PROBLEM DESCRIPTION
Rewrite every line of the material below, not only the boxed answers. Shift each bounding box coordinate by adding 120 to every number in it.

··· RECORDS TO USE

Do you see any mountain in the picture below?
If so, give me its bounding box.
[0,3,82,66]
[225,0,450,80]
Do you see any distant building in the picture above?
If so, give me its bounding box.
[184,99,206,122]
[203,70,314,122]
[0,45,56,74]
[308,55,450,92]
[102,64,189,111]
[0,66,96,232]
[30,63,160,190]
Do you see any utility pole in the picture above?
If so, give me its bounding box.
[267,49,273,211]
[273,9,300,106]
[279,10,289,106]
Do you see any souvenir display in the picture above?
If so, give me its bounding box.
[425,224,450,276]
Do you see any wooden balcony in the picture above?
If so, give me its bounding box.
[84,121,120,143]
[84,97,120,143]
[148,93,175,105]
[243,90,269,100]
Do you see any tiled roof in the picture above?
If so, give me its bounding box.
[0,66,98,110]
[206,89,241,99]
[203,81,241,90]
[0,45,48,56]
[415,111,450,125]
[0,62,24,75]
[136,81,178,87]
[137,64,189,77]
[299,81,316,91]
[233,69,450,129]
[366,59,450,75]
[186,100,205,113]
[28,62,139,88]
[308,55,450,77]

······

EXPECTED ANSWER
Do you see any mountain in the picture below?
If so, give me its bounding box.
[120,123,202,186]
[345,120,570,200]
Do you see any distant building in the picture above?
If so, give me its bounding box.
[304,219,326,242]
[323,190,434,242]
[120,165,176,194]
[428,175,570,212]
[222,184,309,231]
[120,186,216,352]
[150,183,280,310]
Do you see any utility pole in the picture above?
If so, give me its bounding box.
[387,169,393,331]
[393,129,420,226]
[399,130,409,226]
Do you see any souvenir display in the picture above?
If so, give me its bounding box.
[545,344,570,396]
Do you see any wooden balcony in the picture above?
If so, give me its bounding box.
[204,241,240,263]
[204,217,240,263]
[268,213,295,225]
[363,210,389,220]
Do you see any tiled roof in the picture above?
If so, give me its bounding box.
[120,186,218,230]
[326,209,361,219]
[323,201,361,210]
[120,165,168,176]
[535,231,570,245]
[120,182,144,195]
[256,201,298,207]
[257,184,309,197]
[419,201,436,211]
[353,189,570,249]
[486,179,570,195]
[306,220,325,233]
[148,182,259,208]
[428,175,570,197]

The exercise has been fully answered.